== Input for this task

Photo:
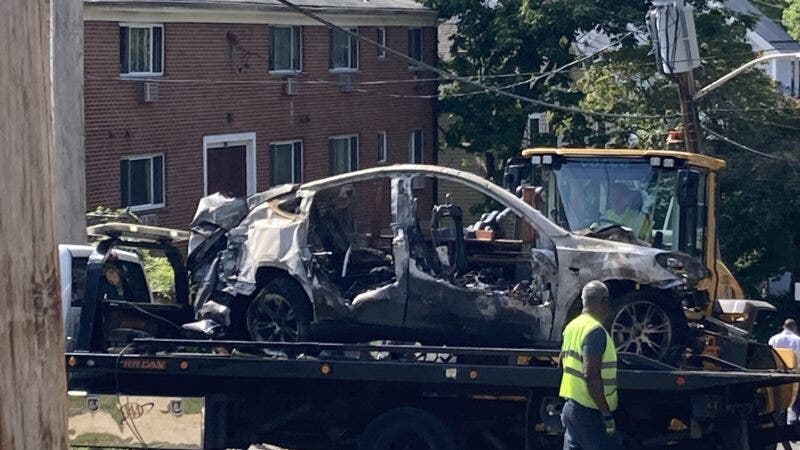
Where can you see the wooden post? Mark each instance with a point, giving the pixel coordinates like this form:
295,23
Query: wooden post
67,77
32,382
692,131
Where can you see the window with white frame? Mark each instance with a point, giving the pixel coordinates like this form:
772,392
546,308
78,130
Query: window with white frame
415,147
343,50
285,49
381,39
415,43
382,147
141,49
142,181
343,154
285,163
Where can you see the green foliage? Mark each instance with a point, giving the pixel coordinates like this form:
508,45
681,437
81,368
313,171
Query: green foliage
759,212
159,274
157,269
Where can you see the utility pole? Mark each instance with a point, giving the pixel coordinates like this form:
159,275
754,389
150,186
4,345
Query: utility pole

====

-- What is expected --
Turn every line of the records above into a numbered list, skipping blank lines and leaving out the picture.

-- Reply to the task --
1. Photo:
2. Where can you see the wooden post? Mark each instance with a point, giving the pixel coordinates like this form:
3. 295,23
4. Query: wooden post
5. 67,77
6. 32,382
7. 692,131
8. Where can you see the window with white frame? Mark each instance with a point, giving the pixel coordinates like this form:
9. 772,392
10. 546,308
11. 78,130
12. Query: window with white frame
13. 415,147
14. 343,50
15. 285,49
16. 381,39
17. 415,43
18. 382,147
19. 141,49
20. 142,181
21. 343,154
22. 285,163
23. Where can you see the green foliage? Mark each instance with a point, giving the pixel coordinates like this form:
24. 508,45
25. 681,437
26. 81,368
27. 313,171
28. Query: green foliage
29. 759,212
30. 159,274
31. 157,269
32. Where can you see the utility pole? Mark each instance with a point, giving the pixel coordinates like this form:
33. 159,275
34. 754,389
35. 150,186
36. 4,345
37. Query: utility pole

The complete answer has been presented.